--- begin SOURCE EXCERPT ---

After sitting peacefully on the bus at Israel’s Hizma checkpoint, just outside the northern entrance to Jerusalem, and nonviolently resisting attempts by the Israeli authorities to get them off the bus, all six “Freedom Riders” were eventually removed by force and arrested for illegally entering Israel without permits.
Another Palestinian Freedom Rider was also arrested while attempting to ride the segregated buses, and according to a Freedom Riders press release, was taken with the six other activists to Atarot police station (“Palestinian Freedom Riders On Their Way to Jerusalem Violently Arrested on Israeli Settler Bus”).
Their protest action was inspired by the Freedom Riders of the civil rights movement in the United States, who nonviolently challenged segregation in the American South in the 1950s and 1960s.
“It’s going to be a challenge for Palestinians and for every human being for their morality. It’s going to be a challenge for the whole world to really take action against the Israeli crimes,” Palestinian Freedom Riders spokesperson Hurriyah Ziada told The Electronic Intifada on Monday.
While Palestinians are not explicitly barred from boarding Israeli public transportation in the West Bank, since most buses pass through Israeli settlements that are off-limits to Palestinians, the system is de facto segregated.
“Our challenge is going to be on the ground dealing with the settlers, but on the other hand, we’re waiting for the peoples’ reactions and the world’s reactions. Enough talk; we need real action on the ground and for people to take a side, taking a rightful side against Israeli discrimination,” Ziada said.
Tense hours at the checkpoint
The Freedom Riders left Ramallah Tuesday afternoon and headed to a bus stop in the occupied West Bank, which serves Israeli settlers near the Israeli settlement of Psagot. After a few buses drove past the Palestinian activists without stopping, six Freedom Riders, and a large group of journalists, managed to board a bus.

--- end SOURCE EXCERPT ---

_WHAT TO WORK ON_:
**a)** According to the Freedom Riders excerpt, to which police station were the arrested activists taken?
**b)** Print the Freedom Riders excerpt verbatim, starting at "Their protest action" and continuing down to "Intifada on Monday.".
The records that come next are separate material with no connection to the Freedom Riders excerpt.

--- begin RECORDED DATA ---

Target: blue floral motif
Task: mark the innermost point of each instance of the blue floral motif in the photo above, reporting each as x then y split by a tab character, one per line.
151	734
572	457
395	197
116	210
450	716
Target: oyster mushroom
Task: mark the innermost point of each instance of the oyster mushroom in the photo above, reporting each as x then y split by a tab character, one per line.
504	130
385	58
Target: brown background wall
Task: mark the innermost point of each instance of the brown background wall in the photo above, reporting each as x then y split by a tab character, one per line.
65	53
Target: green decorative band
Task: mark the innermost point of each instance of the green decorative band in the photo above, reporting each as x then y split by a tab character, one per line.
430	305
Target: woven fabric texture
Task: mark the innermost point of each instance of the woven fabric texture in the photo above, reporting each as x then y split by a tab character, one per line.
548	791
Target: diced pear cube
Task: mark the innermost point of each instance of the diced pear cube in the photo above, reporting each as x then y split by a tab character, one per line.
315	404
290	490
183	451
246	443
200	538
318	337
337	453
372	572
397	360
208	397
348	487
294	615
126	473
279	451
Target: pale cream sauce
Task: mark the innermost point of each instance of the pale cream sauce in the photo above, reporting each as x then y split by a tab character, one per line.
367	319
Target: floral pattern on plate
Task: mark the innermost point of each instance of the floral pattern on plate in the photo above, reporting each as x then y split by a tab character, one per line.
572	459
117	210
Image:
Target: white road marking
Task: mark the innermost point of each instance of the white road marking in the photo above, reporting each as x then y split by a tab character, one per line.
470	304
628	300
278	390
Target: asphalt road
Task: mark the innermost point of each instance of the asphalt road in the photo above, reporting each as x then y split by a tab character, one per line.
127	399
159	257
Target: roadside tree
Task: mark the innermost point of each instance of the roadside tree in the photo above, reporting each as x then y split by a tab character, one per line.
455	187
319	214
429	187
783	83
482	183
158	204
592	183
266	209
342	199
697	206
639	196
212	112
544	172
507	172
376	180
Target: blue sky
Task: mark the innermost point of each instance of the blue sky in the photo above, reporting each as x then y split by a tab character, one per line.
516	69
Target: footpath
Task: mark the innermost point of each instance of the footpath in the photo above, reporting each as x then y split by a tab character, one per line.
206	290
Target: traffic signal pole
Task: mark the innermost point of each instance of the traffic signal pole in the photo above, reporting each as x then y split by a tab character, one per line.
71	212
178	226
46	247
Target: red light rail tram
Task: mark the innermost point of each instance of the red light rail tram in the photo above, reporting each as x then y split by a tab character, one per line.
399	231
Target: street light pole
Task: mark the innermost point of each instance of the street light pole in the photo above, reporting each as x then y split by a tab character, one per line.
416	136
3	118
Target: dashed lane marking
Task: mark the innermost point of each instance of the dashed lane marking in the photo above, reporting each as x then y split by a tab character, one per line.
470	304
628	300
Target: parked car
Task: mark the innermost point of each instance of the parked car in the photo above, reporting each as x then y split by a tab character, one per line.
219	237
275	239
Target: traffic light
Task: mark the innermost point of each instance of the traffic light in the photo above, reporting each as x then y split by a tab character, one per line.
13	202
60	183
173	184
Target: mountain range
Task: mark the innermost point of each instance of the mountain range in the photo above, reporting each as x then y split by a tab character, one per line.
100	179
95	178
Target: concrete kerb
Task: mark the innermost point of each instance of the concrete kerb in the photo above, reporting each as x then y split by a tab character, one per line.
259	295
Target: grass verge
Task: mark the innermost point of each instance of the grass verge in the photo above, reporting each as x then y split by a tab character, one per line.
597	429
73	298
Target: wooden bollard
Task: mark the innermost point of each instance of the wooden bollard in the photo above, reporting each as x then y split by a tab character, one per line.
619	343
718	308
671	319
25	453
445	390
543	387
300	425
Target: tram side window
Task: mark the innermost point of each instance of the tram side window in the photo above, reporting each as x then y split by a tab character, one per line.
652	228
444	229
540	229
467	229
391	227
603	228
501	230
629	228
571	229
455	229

--- end RECORDED DATA ---

_ANSWERS PROVIDED_:
**a)** Atarot police station.

**b)**
Their protest action was inspired by the Freedom Riders of the civil rights movement in the United States, who nonviolently challenged segregation in the American South in the 1950s and 1960s.
“It’s going to be a challenge for Palestinians and for every human being for their morality. It’s going to be a challenge for the whole world to really take action against the Israeli crimes,” Palestinian Freedom Riders spokesperson Hurriyah Ziada told The Electronic Intifada on Monday.